» PROVIDED PASSAGE:
## begin

Kirri-Kirri-Kirri: Auditorium
Written by Kieron Gillen on November 28, 2008 at 2:20 pm.

When I wrote about QWOP’s inspired silliness, between the giggling at inexpert thigh-control a lovely reader got a tad uppity that I’d linked to it rather than Auditorium. Because being beautiful, atmospheric and pristine means something is more worthy of attention or something. There’s a name we have for people like you: “Edge reader”. By which we mean “Not entirely wrong”. Because Auditorium is beautiful, atmospheric and pristine and well worth hailing.
So we will.
In fact, Auditorium has been plugged by a steady stream of readers for a while now – hello, the lot of you, lovely people – and understandably. The bastard child of Electroplankton, Newton fucking around with some prisms and (er) something beautiful and pristine, Auditorium is about using a series of reflective objects to guide stream of light into Volume-metres. If you do so, the meters fill and the appropriate bit of music plays. Get all the metres playing at once and the full music plays, but the real atmospheric kick is how as you puzzle around the problem of getting all the beams hitting all the meters, you get the sections of music fading in and out.

## end

» EXTRACTED MATERIAL:
## begin

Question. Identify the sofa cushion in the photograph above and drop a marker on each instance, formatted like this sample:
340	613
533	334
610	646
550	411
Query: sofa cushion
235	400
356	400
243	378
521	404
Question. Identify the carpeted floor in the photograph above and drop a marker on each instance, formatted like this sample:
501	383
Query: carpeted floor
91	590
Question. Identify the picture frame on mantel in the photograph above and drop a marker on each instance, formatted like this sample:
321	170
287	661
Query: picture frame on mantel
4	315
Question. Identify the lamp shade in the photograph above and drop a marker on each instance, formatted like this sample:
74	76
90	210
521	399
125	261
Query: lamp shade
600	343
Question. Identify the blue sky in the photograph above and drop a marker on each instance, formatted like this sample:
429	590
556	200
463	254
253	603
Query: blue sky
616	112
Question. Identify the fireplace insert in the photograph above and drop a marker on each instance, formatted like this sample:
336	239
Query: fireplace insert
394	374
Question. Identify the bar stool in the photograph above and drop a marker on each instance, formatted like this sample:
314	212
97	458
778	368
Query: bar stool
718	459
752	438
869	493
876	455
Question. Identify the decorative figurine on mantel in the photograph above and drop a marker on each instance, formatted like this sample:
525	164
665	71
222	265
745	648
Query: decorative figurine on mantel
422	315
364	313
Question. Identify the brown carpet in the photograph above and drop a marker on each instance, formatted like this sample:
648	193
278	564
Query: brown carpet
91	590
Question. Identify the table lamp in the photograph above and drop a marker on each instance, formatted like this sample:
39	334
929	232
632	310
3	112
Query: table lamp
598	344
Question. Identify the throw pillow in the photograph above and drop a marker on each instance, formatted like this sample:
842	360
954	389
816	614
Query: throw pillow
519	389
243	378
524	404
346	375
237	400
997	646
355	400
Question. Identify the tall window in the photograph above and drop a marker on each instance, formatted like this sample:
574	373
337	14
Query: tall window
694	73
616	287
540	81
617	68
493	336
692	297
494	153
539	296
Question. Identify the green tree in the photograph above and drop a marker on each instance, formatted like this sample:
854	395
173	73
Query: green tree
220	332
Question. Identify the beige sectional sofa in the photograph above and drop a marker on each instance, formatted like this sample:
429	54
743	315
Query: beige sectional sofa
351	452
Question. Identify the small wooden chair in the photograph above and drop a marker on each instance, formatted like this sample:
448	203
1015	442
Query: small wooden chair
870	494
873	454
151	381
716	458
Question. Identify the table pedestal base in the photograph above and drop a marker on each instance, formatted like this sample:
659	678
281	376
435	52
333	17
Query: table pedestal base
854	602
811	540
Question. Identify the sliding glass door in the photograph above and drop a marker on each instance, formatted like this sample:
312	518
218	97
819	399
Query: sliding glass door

## end

» WORK TO DO:
1/ Update the Auditorium post by giving everything from "When I wrote" down to "well worth hailing." again, with "reader" changed to "commenter".
2/ Using the Auditorium post, explain why sections of the music fade in and out while the game is played.

» THE ANSWERS:
1/
When I wrote about QWOP’s inspired silliness, between the giggling at inexpert thigh-control a lovely commenter got a tad uppity that I’d linked to it rather than Auditorium. Because being beautiful, atmospheric and pristine means something is more worthy of attention or something. There’s a name we have for people like you: “Edge commenter”. By which we mean “Not entirely wrong”. Because Auditorium is beautiful, atmospheric and pristine and well worth hailing.

2/ A meter fills and plays its section of music when the player guides a stream of light into it, and the full music plays only when all the meters are playing at once. So as the player works at getting all the beams to hit all the meters, sections of the music fade in and out.